● **PROBLEMA DA RISOLVERE**: Seleziona e ricopia tutte le righe dell'elenco qui sotto che contengono la parola "woman". Tieni conto della distinzione tra maiuscole e minuscole.

<<<<

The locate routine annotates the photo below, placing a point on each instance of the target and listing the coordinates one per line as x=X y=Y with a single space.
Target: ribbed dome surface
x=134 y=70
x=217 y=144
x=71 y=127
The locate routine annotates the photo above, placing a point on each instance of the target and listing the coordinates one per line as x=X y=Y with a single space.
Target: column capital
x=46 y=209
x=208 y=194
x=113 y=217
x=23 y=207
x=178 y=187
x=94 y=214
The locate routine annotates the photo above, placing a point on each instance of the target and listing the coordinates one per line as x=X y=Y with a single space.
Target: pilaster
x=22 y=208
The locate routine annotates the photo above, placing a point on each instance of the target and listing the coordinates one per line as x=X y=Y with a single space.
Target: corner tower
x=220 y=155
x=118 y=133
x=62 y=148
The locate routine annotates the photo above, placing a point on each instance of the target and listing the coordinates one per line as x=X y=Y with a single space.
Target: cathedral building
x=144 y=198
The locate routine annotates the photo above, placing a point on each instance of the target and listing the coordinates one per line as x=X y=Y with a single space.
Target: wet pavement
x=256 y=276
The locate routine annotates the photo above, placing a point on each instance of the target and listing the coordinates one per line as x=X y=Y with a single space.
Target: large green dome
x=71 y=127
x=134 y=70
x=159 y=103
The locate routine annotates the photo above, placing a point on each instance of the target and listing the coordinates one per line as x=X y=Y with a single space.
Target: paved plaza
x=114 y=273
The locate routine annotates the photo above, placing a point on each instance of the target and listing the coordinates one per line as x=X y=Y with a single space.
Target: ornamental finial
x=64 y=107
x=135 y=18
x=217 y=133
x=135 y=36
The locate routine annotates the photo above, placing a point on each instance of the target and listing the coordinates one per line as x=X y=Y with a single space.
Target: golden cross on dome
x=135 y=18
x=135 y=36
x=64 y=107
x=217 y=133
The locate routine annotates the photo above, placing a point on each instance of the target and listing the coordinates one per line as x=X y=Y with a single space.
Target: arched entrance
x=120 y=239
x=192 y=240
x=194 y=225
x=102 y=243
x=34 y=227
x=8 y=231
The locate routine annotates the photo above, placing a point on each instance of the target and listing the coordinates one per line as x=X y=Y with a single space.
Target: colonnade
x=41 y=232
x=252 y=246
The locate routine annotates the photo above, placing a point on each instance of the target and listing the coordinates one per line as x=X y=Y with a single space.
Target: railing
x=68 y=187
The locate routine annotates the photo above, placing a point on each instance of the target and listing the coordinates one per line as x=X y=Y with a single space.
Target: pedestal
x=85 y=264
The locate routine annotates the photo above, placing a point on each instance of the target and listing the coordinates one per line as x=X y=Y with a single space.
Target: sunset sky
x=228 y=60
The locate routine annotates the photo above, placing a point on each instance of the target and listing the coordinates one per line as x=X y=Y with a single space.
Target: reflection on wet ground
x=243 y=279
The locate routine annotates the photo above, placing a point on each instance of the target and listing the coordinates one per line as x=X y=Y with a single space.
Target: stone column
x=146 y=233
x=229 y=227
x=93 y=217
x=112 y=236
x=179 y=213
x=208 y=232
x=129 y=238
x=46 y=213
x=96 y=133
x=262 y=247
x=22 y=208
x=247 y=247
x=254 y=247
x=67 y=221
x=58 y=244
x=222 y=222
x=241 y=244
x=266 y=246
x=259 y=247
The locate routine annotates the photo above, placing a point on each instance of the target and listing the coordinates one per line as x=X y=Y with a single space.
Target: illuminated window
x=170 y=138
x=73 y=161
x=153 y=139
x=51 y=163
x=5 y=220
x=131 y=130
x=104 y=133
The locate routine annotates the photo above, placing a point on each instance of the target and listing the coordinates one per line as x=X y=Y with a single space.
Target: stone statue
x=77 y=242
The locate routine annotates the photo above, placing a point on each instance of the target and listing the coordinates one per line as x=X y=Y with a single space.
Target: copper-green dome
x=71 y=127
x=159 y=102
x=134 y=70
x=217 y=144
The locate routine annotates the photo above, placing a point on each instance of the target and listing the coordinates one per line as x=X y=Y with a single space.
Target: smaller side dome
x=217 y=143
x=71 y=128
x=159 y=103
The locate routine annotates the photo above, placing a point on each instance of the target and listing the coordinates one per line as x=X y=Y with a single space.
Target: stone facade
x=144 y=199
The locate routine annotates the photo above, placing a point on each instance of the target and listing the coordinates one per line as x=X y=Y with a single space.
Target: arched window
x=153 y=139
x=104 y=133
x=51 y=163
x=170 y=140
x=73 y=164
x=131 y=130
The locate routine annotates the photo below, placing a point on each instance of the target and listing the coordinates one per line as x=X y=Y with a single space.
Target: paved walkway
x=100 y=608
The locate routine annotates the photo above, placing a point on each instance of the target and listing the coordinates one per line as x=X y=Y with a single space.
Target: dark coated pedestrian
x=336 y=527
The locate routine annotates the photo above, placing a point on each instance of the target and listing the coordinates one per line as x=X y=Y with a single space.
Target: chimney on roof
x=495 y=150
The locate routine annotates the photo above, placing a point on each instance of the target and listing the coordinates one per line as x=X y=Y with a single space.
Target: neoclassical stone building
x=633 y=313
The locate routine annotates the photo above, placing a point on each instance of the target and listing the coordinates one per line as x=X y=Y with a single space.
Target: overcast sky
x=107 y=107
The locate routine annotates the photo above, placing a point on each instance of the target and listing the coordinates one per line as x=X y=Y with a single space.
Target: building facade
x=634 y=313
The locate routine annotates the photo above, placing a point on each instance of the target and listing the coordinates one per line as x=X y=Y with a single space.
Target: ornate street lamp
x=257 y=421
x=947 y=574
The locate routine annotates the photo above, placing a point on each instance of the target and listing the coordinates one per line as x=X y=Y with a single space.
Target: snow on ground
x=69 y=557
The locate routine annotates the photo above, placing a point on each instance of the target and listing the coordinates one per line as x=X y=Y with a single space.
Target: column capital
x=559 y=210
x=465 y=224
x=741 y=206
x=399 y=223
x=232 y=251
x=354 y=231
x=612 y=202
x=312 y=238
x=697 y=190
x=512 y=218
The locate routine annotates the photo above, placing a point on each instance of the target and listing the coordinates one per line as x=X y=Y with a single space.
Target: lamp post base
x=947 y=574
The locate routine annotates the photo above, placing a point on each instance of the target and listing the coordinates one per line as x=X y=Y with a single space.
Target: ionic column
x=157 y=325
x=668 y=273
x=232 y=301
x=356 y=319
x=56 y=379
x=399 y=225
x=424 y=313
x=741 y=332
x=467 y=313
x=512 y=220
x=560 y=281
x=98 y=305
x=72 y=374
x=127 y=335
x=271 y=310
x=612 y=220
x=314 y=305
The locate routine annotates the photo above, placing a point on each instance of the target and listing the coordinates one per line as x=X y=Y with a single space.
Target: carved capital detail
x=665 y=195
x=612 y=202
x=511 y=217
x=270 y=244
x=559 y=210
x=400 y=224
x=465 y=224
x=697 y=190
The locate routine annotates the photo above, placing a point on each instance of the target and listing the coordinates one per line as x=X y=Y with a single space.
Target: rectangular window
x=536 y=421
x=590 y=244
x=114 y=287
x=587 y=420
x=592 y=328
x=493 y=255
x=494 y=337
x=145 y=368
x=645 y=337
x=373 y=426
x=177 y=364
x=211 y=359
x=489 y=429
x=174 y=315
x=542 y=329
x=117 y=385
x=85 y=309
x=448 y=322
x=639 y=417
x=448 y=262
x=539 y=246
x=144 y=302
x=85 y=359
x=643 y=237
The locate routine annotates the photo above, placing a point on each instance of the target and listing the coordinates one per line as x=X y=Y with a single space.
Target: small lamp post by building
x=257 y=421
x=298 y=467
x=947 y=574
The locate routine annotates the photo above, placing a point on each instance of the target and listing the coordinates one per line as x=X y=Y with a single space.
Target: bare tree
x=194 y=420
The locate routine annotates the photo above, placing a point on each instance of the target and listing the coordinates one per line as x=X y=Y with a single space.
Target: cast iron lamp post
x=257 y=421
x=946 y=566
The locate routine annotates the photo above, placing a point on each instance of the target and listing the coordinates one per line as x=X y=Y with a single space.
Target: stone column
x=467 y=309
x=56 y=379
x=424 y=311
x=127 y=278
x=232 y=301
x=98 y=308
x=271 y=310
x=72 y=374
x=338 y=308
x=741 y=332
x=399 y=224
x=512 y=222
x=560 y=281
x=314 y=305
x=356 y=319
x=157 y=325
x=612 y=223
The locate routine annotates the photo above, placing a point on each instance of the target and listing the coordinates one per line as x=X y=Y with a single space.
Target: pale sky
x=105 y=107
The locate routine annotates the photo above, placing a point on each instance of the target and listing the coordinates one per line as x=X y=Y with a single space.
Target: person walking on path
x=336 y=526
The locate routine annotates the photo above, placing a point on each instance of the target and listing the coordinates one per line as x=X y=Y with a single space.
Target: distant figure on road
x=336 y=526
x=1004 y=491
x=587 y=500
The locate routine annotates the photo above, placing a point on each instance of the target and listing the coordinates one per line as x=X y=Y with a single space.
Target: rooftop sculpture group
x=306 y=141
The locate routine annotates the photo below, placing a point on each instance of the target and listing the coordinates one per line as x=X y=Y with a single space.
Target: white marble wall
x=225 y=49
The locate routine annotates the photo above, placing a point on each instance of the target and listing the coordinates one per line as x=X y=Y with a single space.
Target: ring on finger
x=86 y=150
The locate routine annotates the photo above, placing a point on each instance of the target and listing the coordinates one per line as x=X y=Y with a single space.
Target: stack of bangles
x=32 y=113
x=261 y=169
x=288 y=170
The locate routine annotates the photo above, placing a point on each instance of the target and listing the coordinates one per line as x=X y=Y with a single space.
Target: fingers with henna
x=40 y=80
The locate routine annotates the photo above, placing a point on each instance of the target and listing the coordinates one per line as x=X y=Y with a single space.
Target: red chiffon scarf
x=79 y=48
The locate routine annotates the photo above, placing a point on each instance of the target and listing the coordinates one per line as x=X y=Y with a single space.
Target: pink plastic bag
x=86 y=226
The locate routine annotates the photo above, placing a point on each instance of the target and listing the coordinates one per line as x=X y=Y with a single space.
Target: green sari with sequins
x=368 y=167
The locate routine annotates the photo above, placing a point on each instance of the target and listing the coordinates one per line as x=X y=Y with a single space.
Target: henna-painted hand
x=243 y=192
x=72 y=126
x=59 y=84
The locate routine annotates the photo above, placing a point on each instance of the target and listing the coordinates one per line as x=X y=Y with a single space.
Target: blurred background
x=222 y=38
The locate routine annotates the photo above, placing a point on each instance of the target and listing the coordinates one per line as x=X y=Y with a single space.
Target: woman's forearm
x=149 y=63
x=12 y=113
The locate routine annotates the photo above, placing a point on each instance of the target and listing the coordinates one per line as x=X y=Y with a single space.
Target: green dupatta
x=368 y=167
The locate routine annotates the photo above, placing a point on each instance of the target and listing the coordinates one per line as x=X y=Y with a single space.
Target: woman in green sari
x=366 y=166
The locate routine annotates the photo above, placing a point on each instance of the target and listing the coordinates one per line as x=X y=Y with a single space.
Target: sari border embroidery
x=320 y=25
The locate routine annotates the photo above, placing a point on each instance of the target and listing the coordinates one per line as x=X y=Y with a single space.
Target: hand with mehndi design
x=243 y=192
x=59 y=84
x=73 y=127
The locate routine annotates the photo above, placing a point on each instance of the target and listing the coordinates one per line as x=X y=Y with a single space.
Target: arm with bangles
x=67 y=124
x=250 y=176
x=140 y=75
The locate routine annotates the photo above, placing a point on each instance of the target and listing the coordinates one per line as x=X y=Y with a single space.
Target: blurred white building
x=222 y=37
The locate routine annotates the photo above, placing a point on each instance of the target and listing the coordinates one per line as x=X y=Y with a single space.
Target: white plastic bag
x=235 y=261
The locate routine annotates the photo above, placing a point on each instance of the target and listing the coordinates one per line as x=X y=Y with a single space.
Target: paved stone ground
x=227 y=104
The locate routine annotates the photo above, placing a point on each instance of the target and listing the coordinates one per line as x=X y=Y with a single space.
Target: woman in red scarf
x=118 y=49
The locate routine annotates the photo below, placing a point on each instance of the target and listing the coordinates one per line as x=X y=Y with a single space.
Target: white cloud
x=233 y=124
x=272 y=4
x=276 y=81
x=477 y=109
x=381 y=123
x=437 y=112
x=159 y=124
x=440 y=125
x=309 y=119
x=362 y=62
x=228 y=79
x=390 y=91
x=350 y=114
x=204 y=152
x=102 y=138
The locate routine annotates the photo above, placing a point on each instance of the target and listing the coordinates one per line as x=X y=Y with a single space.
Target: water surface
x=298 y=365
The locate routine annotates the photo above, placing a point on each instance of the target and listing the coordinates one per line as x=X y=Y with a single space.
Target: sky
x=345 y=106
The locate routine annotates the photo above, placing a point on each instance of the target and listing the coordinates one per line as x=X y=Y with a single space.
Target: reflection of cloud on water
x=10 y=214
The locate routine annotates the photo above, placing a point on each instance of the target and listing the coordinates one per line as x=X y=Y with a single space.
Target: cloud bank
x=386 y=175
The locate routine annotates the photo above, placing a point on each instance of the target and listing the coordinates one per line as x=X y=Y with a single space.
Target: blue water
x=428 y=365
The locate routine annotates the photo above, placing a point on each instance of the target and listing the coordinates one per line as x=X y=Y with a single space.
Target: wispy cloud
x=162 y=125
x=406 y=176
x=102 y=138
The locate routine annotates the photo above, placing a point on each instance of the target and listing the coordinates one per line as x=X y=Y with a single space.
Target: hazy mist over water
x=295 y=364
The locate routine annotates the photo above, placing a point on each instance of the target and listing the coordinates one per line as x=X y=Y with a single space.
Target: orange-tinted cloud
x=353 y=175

>>>>

● **RISPOSTA**:
Target: woman's forearm
Target: woman in green sari
Target: woman in red scarf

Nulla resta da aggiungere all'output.